→ **RECORDS FOR THE TASK**:
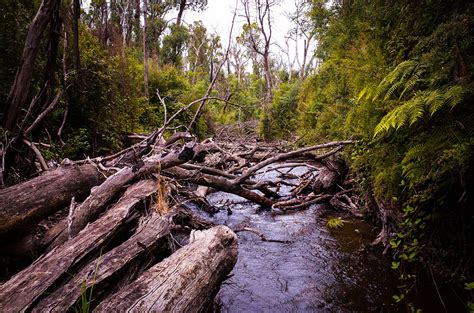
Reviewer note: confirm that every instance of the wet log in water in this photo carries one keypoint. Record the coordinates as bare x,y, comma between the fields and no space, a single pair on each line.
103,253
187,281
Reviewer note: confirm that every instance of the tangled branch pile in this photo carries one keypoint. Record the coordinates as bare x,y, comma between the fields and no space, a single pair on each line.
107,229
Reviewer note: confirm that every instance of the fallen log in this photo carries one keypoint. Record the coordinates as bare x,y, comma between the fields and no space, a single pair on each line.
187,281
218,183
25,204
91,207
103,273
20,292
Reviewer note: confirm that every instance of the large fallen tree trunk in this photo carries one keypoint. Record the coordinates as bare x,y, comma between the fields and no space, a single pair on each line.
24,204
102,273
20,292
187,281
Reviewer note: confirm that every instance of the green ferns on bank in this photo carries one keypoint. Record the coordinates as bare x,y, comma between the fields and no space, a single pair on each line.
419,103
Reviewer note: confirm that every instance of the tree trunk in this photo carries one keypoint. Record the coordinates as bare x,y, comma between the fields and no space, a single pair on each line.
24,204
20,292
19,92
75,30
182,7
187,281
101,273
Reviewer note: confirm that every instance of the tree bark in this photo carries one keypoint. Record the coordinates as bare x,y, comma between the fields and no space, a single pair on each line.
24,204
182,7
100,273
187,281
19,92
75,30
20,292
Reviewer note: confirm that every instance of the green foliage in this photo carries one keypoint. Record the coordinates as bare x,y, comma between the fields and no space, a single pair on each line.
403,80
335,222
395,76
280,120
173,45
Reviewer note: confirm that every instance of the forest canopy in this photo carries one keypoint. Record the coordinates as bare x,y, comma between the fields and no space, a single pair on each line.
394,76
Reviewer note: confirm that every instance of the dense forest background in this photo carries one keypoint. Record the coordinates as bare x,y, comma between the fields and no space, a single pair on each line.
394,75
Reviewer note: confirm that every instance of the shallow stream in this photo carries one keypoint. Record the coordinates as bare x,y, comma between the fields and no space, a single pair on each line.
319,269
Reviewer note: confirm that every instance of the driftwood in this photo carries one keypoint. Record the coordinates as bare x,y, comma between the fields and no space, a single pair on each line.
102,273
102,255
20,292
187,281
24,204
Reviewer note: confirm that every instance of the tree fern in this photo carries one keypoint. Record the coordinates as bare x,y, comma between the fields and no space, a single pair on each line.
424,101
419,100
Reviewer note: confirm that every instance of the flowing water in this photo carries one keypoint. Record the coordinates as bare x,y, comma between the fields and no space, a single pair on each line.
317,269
==
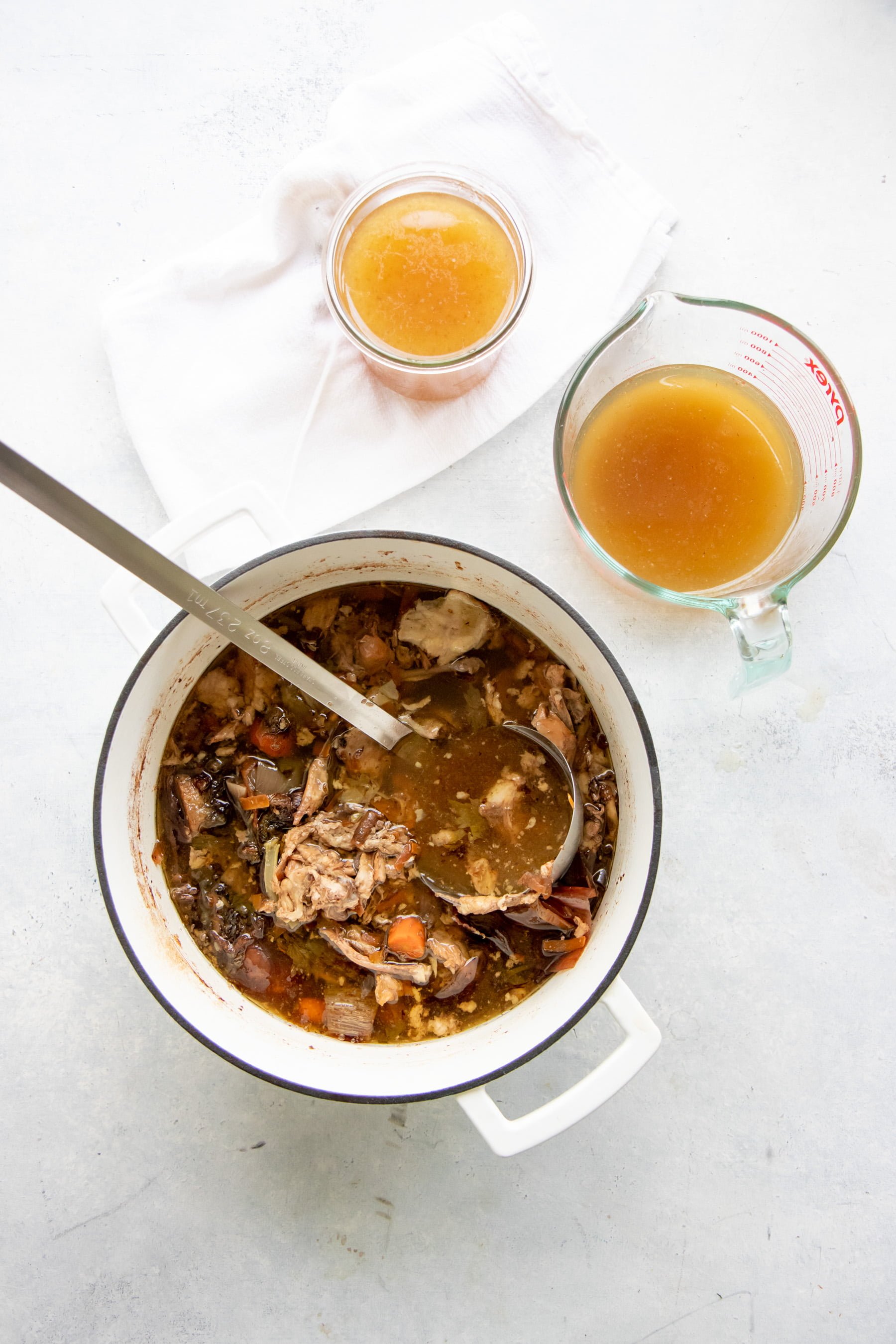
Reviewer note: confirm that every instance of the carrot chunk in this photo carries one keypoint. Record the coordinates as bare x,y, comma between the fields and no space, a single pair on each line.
==
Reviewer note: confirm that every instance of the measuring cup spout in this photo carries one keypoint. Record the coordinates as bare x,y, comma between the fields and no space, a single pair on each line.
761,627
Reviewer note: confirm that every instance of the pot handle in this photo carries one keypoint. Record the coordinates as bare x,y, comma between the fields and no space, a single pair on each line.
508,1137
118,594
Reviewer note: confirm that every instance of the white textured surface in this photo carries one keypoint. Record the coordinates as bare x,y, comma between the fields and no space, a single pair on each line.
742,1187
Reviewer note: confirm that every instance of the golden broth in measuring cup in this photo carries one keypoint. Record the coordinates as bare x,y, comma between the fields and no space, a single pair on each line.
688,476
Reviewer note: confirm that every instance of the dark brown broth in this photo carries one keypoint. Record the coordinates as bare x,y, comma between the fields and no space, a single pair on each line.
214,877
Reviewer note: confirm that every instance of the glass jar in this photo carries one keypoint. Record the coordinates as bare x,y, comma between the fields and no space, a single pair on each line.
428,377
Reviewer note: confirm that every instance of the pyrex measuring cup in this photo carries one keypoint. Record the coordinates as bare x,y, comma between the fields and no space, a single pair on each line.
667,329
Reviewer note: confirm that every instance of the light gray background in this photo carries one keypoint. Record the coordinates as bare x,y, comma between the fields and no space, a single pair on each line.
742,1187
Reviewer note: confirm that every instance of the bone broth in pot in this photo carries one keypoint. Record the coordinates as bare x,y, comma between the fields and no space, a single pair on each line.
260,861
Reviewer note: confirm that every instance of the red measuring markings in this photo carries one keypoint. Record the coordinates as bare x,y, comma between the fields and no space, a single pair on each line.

→ **THE TASK**:
All that is needed is the exact run of lines above from the line containing "Reviewer note: confirm that every instance of the bone" through the line containing "Reviewer note: confirm that every instance of the red", both of them included.

→ **SOLUTION**:
Reviewer note: confirm that every instance of the bone broth in pot in this photo carries one keypoint. Record the coordinates as bare x,y, comma between the fields and no space, a single pair on each line.
260,861
Reviewer note: confirm that every instance of the red measuring markings in this photo carries one keypoint. Record the coordinates as bare x,y, comma between the fields and no space, a single pair on each line.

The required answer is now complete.